WORK REQUIRED
Select every line in the records below that contains the string "chair" and copy each one out verbatim.

==== RECORDS TO USE

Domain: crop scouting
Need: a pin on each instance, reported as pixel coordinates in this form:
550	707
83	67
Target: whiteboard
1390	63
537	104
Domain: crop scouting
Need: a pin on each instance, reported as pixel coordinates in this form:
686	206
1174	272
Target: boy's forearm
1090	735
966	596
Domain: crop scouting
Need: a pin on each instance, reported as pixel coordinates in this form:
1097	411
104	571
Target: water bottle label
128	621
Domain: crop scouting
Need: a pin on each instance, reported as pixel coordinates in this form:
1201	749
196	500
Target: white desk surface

========
==== RECORDS TO USE

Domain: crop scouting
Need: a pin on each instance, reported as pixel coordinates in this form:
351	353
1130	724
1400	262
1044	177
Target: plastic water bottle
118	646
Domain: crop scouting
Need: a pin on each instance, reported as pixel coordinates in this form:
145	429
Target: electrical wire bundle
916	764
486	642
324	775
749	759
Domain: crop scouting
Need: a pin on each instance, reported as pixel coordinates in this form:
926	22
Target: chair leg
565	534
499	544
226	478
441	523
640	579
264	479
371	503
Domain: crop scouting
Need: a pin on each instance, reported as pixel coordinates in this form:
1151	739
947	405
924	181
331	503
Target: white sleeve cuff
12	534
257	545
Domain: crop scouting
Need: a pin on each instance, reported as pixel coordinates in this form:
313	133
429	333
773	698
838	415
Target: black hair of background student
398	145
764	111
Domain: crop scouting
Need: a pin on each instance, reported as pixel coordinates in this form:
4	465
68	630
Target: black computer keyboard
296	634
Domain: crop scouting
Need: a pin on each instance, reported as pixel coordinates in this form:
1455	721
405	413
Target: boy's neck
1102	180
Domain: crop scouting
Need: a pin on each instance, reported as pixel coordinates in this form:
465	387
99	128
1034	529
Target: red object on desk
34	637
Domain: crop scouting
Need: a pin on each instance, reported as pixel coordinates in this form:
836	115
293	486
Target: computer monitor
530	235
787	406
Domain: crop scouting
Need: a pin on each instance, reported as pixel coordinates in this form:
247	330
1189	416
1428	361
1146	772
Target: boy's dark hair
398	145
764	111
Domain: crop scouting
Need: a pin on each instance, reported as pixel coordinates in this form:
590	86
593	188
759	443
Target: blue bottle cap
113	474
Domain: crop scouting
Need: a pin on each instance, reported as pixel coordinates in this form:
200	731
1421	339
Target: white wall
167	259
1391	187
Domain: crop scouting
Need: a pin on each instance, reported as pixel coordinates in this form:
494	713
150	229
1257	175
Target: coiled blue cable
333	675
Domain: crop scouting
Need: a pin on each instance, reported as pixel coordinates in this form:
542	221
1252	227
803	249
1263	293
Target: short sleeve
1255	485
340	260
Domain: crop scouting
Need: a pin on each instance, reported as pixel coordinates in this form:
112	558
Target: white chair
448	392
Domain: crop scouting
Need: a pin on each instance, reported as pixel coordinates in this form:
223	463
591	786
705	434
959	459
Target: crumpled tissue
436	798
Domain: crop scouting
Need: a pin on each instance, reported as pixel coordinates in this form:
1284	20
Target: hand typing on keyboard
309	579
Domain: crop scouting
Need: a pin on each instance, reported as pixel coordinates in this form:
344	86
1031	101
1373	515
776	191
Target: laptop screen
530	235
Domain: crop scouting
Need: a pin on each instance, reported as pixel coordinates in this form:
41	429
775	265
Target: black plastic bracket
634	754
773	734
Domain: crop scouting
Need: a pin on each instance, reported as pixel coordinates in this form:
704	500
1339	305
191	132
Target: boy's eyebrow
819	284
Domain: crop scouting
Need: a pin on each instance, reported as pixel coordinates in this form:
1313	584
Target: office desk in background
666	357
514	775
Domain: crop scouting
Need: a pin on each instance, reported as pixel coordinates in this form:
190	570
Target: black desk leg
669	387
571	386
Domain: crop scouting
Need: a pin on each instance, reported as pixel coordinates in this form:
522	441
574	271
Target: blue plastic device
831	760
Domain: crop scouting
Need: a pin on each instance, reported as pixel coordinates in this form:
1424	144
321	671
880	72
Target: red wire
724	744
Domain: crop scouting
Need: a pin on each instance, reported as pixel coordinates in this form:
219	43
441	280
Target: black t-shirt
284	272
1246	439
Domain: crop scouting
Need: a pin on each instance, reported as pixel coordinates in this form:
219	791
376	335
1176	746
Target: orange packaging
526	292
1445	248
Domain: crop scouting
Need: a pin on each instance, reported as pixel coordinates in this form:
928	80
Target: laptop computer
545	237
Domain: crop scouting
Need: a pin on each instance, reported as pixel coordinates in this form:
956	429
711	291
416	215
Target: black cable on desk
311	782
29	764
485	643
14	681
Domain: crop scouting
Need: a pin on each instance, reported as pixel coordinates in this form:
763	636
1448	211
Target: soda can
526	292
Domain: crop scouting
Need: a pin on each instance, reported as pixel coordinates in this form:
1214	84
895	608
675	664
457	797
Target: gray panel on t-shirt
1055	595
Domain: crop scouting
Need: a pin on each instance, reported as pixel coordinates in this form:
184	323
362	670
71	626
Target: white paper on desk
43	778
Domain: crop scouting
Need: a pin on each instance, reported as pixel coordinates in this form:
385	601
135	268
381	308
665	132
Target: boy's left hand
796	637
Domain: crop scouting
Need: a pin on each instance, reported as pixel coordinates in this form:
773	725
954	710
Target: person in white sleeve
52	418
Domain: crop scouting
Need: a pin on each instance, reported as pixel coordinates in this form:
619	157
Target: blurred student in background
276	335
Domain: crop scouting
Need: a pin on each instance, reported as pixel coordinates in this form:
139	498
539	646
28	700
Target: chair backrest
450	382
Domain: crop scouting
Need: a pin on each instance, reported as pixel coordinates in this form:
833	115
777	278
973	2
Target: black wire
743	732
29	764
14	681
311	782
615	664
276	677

========

WRITTEN REPLY
Target: chair leg
Target: white chair
Target: chair backrest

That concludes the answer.